DATASET:
═══

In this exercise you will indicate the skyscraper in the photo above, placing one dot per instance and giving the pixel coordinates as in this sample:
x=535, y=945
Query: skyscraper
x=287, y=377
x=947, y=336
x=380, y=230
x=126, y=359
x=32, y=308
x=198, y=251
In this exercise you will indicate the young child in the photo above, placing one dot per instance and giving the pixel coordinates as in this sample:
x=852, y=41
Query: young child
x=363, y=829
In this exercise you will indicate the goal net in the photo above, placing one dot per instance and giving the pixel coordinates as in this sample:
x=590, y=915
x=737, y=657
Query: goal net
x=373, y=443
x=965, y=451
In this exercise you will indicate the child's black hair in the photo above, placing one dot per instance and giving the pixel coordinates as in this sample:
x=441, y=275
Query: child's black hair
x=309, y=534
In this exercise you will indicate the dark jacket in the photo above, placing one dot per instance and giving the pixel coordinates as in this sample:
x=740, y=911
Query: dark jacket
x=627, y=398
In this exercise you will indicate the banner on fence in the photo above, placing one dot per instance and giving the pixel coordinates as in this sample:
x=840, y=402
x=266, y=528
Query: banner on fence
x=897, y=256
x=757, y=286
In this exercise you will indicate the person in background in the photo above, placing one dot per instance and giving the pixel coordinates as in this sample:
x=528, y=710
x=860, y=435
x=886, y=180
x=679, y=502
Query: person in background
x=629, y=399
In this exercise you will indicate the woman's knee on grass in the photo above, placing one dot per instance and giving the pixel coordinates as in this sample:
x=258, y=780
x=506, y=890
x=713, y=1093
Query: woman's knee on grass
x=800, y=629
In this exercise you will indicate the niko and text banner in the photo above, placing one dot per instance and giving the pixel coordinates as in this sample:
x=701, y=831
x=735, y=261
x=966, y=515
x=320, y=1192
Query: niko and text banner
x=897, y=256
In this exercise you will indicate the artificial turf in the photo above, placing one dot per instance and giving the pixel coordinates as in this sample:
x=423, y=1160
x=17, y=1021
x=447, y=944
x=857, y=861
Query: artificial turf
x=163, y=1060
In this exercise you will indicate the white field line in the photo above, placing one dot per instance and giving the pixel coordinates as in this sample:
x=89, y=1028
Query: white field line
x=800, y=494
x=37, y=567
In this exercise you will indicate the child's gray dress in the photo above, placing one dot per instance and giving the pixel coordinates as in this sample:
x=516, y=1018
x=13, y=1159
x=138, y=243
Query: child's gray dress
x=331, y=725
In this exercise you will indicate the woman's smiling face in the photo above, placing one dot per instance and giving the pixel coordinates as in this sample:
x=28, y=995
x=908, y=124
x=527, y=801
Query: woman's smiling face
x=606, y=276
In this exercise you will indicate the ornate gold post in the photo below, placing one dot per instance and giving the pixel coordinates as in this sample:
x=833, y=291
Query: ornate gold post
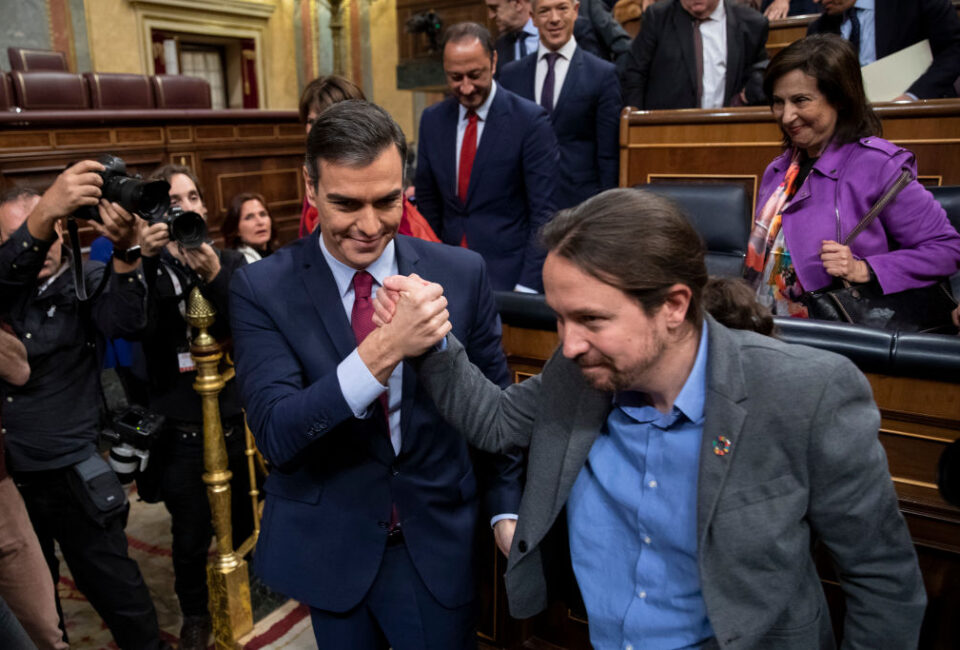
x=227, y=575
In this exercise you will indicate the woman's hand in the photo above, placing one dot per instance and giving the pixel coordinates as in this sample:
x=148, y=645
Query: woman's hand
x=839, y=262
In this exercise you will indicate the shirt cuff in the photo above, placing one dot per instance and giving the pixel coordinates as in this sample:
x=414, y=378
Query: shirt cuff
x=507, y=515
x=359, y=387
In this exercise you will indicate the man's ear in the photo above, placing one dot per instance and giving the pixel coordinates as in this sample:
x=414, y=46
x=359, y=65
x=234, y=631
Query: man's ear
x=308, y=188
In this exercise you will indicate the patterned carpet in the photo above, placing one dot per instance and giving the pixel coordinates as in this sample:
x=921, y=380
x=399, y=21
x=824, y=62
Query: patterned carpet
x=279, y=623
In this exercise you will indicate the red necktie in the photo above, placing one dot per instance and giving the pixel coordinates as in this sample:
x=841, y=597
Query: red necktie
x=468, y=151
x=362, y=322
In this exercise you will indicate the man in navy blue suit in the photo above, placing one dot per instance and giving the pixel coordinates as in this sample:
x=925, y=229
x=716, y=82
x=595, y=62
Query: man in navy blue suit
x=487, y=164
x=372, y=503
x=581, y=93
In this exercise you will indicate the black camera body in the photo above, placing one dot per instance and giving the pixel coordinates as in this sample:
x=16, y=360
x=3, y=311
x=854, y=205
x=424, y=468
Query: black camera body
x=149, y=199
x=132, y=436
x=429, y=23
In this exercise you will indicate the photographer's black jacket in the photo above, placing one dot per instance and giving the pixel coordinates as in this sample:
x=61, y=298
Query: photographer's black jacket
x=171, y=391
x=54, y=419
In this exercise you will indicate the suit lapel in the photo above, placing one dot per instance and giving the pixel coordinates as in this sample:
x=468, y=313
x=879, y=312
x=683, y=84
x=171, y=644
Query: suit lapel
x=493, y=130
x=724, y=415
x=407, y=262
x=570, y=83
x=683, y=28
x=734, y=55
x=325, y=296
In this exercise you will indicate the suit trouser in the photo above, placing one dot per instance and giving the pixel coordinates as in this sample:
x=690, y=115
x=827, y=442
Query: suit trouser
x=23, y=572
x=398, y=612
x=185, y=496
x=96, y=554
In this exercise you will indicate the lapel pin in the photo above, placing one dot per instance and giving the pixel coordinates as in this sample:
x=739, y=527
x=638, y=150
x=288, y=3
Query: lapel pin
x=721, y=445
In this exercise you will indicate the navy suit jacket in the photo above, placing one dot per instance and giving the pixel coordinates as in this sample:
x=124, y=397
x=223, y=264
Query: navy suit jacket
x=586, y=119
x=900, y=24
x=334, y=477
x=511, y=194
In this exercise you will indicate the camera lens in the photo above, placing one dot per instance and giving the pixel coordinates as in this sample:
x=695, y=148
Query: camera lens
x=189, y=229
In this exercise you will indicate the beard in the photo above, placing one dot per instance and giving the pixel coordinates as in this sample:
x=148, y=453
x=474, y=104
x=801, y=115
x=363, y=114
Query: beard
x=603, y=373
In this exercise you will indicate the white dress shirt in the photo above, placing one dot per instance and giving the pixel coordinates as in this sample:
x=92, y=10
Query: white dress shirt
x=359, y=387
x=560, y=67
x=713, y=32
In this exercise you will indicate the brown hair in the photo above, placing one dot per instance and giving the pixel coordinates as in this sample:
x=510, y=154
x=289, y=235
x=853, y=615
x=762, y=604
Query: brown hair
x=324, y=92
x=830, y=60
x=466, y=31
x=231, y=223
x=636, y=241
x=734, y=304
x=166, y=172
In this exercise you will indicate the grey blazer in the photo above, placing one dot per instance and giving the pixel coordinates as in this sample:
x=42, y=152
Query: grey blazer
x=804, y=463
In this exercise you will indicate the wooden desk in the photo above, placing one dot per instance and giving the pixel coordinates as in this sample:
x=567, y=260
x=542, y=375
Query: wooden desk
x=231, y=151
x=737, y=144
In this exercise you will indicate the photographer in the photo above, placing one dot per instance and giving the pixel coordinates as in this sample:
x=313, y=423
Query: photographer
x=176, y=467
x=52, y=421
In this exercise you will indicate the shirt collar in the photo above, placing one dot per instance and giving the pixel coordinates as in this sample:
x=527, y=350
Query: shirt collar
x=690, y=400
x=484, y=107
x=566, y=51
x=383, y=267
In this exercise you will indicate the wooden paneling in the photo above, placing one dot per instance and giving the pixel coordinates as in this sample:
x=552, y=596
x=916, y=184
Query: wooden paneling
x=231, y=152
x=739, y=143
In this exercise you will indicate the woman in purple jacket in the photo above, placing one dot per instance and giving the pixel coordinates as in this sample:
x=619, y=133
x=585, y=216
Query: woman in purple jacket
x=833, y=169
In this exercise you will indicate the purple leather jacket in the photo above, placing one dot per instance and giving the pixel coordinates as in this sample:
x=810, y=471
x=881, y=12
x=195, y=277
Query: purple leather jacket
x=842, y=187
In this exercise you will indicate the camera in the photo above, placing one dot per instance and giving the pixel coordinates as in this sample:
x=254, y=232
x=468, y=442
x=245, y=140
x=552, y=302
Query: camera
x=429, y=23
x=189, y=229
x=132, y=435
x=149, y=199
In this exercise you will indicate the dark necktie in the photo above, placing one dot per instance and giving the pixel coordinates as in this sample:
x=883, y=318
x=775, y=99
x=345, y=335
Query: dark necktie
x=549, y=82
x=361, y=320
x=698, y=58
x=468, y=151
x=854, y=19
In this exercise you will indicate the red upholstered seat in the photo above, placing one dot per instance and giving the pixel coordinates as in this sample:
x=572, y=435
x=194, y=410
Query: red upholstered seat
x=28, y=60
x=6, y=92
x=50, y=90
x=178, y=91
x=119, y=91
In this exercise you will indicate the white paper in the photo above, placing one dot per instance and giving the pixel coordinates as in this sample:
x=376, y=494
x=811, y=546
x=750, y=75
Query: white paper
x=886, y=79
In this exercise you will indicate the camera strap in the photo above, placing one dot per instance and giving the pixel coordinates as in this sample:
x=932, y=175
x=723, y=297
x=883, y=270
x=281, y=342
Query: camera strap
x=79, y=283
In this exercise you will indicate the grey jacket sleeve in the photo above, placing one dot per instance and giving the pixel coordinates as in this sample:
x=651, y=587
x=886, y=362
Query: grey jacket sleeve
x=853, y=509
x=491, y=418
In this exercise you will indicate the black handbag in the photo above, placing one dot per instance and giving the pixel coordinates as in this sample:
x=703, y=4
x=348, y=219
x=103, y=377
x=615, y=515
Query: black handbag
x=924, y=309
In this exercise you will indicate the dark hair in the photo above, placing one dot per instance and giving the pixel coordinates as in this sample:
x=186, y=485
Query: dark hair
x=166, y=172
x=17, y=194
x=464, y=31
x=830, y=60
x=636, y=241
x=324, y=92
x=230, y=229
x=353, y=133
x=734, y=304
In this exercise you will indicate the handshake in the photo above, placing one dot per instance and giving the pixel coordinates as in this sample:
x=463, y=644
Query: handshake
x=411, y=316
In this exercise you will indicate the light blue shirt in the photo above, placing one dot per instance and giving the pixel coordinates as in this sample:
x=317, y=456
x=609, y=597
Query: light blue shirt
x=359, y=387
x=868, y=30
x=632, y=517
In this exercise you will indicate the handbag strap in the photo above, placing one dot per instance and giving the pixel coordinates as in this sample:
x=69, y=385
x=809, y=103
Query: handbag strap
x=905, y=178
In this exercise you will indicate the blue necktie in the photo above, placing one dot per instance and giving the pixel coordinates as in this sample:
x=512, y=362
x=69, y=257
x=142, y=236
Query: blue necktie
x=549, y=82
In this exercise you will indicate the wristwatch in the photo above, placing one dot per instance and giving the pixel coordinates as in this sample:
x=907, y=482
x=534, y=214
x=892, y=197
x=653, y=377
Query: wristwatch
x=129, y=255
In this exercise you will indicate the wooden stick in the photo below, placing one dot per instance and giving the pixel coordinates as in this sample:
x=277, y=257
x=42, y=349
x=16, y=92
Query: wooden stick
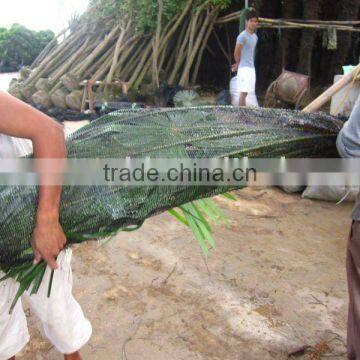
x=329, y=93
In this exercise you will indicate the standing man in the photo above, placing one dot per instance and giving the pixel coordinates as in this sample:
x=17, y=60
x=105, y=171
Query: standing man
x=61, y=316
x=244, y=56
x=348, y=144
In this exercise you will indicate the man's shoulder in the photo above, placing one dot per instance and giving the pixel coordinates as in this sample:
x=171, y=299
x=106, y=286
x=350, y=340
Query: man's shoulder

═══

Lines from the one that contains "In this exercise you will indicate the dark hair" through the last line of the data above are to be extracted exactly, with no pictures and no other lines.

OUTPUT:
In this exercise you will indicate the dark hair in the photo above, placing one dot per instance and giving the pixel coordinates as in this sample:
x=186, y=485
Query: dark hair
x=166, y=172
x=17, y=194
x=464, y=31
x=830, y=60
x=636, y=241
x=324, y=92
x=230, y=229
x=353, y=133
x=734, y=304
In this exercise you will indicate the handshake in the photo above, placing one dot per instance and giving the pixel coordinates as in this sample:
x=463, y=644
Query: handshake
x=411, y=316
In this exercise you will indicate the light blue shirt in the photo above, placing one dot per instance and giving the pixel coordinates as in this sample:
x=317, y=456
x=609, y=597
Query: light blue shirt
x=359, y=387
x=868, y=30
x=632, y=517
In this exercise you will indicate the handbag strap in the photo above, placing one dot per instance and giving the pixel coordinates as in this sample:
x=69, y=385
x=809, y=103
Query: handbag strap
x=905, y=178
In this exercise you will indicate the blue necktie in the photo above, placing one dot per instance and giving the pixel coordinates as in this sample:
x=512, y=362
x=69, y=257
x=142, y=236
Query: blue necktie
x=549, y=82
In this exercise you will indicate the wristwatch in the photo above, placing one dot per instance and giving the pixel coordinates as in this sample:
x=907, y=482
x=534, y=214
x=892, y=197
x=653, y=377
Query: wristwatch
x=129, y=255
In this exercise you will indicate the wooden stick in the photo below, placing one dot per instance and giving the pixel coordinates as in this sample:
x=277, y=257
x=42, y=349
x=16, y=92
Query: wooden stick
x=329, y=93
In this exercise you will indicate the standing man in the photo above, placing one dot per instance and giving the pixel coordinates as in this sample:
x=17, y=60
x=105, y=171
Query: standing man
x=61, y=316
x=244, y=56
x=348, y=144
In this exercise you will indicate the man's shoulder in the photo above, placing one dot per instance and giving the pixel coordinates as in this sample:
x=171, y=299
x=106, y=286
x=350, y=340
Query: man's shoulder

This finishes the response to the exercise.